◆ Estratto della pagina
Oggi proseguiamo continuando il capitolo III da dove l’avevamo interrotto.
INDICE
George Orwell
Capitolo III: La Guerra è pacE
PARTE III
Era però altrettanto chiaro che un incremento generalizzato del benessere avrebbe avuto come effetto indesiderato la distruzione di una società organizzata gerarchicamente. Già in un mondo in cui tutti avessero lavorato solo poche ore, avuto cibo a sufficienza, vissuto in case fornite di bagno e frigorifero, posseduto un’automobile o addirittura un aereo, sarebbero scomparse le forme di ineguaglianza più ovvie e forse più importanti. Una volta, poi, che una simile condizione fosse divenuta generale, la ricchezza non sarebbe stata più un segno di distinzione fra un individuo e l’altro. Era possibile, naturalmente, immaginare una società in cui la ricchezza, intesa come possesso di beni personali e di lusso, venisse distribuita equamente, nel mentre il potere restava nelle mani di una minuscola casta privilegiata, ma nella pratica una società del genere non avrebbe potuto rimanere stabile. Se, infatti, il benessere e la sicurezza fossero divenuti un bene comune, la massima parte delle persone che di norma sono come immobilizzate dalla povertà si sarebbero alfabetizzate, apprendendo così a pensare autonomamente; e una volta che questo fosse successo, avrebbero compreso prima o poi che la minoranza privilegiata non aveva alcuna funzione e l’avrebbero spazzata via. Sul lungo termine, una società gerarchizzata poteva aversi solo basandosi sulla povertà e sull’ignoranza. Ritornare al passato agricolo, come avevano auspicato alcuni pensatori all’inizio del XX secolo, era una soluzione impraticabile. Cozzava infatti contro quella tendenza alla meccanizzazione divenuta pressoché istintiva in quasi tutto il mondo; inoltre, tutti i paesi che non si fossero sviluppati industrialmente sarebbero rimasti indifesi da un punto di vista militare e destinati a essere dominati, direttamente o indirettamente, dai paesi rivali.

◆ Dati estratti
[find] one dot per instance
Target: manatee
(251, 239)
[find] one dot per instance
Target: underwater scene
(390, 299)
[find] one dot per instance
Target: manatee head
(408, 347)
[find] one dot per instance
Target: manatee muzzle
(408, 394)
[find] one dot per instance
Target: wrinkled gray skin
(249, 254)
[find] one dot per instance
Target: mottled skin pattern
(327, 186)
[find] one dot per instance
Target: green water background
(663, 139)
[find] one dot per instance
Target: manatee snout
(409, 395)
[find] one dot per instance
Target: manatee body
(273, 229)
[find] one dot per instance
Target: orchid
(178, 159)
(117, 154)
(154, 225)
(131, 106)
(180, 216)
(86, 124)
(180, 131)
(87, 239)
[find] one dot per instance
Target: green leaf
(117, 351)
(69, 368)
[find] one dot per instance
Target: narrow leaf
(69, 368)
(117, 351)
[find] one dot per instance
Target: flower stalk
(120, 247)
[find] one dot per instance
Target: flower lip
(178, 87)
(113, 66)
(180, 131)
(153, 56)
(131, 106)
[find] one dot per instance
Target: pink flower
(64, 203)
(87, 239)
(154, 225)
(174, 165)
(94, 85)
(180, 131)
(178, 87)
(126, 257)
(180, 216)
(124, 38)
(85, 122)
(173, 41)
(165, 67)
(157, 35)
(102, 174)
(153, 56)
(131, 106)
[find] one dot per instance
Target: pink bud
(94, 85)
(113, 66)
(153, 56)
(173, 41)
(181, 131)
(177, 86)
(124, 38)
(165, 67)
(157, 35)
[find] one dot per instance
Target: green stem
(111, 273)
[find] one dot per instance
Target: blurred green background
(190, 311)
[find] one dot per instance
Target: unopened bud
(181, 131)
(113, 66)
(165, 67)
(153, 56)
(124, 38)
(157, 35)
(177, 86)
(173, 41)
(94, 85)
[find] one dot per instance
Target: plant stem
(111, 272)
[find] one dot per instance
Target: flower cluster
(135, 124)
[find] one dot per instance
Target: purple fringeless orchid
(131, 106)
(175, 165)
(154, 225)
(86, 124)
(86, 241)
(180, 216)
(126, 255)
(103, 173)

◆ Consegna
Risponda brevemente a ciascuna domanda basandosi sul brano dedicato alla società gerarchica.
(a) Su che cosa poteva basarsi, sul lungo termine, una società gerarchizzata?
(b) Quale soluzione avevano auspicato alcuni pensatori all'inizio del XX secolo?
(c) Che sorte sarebbe toccata ai paesi che non si fossero sviluppati industrialmente?
Per lo svolgimento non occorre consultare l'elenco.

◆ Svolgimento
(a) Sulla povertà e sull'ignoranza.
(b) Il ritorno al passato agricolo.
(c) Sarebbero rimasti indifesi da un punto di vista militare e destinati a essere dominati, direttamente o indirettamente, dai paesi rivali.